* [Provided records]:
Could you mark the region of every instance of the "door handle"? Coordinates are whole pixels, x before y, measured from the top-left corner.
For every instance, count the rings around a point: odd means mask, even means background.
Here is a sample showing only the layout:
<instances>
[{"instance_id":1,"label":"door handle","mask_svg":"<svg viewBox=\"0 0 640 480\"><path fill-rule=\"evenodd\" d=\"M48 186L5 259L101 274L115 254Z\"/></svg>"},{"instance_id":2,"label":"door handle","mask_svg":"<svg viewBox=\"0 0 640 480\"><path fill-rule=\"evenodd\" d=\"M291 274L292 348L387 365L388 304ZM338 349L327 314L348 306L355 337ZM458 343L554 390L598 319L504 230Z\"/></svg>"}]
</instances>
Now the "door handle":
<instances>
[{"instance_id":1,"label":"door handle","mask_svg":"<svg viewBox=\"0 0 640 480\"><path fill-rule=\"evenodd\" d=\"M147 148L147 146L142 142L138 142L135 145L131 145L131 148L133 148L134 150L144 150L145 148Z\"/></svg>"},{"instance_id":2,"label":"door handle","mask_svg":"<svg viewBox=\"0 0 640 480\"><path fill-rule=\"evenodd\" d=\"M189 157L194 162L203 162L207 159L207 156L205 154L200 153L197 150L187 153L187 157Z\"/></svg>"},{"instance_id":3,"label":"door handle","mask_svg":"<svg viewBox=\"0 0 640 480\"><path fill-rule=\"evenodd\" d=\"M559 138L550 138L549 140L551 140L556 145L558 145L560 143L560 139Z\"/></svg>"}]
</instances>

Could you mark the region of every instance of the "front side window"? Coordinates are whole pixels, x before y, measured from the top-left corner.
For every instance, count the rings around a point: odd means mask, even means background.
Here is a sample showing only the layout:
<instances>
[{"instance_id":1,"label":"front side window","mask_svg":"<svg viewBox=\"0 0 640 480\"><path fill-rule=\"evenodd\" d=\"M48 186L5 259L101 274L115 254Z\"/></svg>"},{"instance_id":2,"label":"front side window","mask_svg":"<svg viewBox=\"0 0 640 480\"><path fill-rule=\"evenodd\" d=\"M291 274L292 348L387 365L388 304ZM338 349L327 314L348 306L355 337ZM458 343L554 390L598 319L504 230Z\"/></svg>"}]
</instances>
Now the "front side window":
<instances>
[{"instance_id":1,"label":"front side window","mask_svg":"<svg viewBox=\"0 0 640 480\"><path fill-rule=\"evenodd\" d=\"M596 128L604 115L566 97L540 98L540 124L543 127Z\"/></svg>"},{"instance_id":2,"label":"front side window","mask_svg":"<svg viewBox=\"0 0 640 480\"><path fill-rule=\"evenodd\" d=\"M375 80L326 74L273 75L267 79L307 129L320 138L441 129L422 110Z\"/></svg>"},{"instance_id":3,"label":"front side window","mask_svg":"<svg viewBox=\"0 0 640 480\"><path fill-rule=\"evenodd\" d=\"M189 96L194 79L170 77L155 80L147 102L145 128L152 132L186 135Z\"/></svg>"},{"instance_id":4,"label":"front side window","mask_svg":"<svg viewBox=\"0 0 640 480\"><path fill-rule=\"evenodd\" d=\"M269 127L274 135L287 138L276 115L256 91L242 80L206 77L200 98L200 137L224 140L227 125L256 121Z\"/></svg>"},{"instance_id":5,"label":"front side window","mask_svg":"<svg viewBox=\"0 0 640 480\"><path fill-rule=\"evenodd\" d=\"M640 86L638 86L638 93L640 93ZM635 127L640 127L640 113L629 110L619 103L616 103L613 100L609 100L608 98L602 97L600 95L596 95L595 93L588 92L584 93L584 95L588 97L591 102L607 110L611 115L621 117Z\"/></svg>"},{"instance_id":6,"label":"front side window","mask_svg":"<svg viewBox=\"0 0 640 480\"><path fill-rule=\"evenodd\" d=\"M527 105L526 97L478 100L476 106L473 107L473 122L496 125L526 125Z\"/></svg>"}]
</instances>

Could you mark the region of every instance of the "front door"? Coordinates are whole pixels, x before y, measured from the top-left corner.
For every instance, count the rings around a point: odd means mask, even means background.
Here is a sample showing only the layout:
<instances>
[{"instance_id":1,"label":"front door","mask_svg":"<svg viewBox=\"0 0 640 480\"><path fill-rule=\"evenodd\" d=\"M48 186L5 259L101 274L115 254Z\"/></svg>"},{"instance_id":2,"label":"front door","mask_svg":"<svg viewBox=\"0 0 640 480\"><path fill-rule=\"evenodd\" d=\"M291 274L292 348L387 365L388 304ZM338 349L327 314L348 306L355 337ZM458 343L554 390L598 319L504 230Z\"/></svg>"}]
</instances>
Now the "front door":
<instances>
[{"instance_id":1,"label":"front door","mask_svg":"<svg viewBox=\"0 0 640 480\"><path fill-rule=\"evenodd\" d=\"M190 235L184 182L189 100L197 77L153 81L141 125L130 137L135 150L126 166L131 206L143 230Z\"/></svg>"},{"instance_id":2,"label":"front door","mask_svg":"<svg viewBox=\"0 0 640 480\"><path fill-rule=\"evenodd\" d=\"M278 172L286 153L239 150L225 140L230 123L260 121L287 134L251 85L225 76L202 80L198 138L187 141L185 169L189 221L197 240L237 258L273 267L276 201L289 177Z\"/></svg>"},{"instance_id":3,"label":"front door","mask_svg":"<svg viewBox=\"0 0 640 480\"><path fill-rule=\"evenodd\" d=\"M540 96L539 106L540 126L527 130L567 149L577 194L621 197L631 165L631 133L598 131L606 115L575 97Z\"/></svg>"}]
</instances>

* [Work instructions]:
For each line of the data that has the word "whole", report that line.

* [The answer]:
Could you mark the region of every instance of the "door handle"? Coordinates are whole pixels, x before y, measured from the top-left corner.
Could you mark the region of every instance of the "front side window"? Coordinates are whole pixels, x before y, measured from the top-left corner.
Could you mark the region of every instance of the "front door"? Coordinates are whole pixels, x before y, measured from the top-left corner.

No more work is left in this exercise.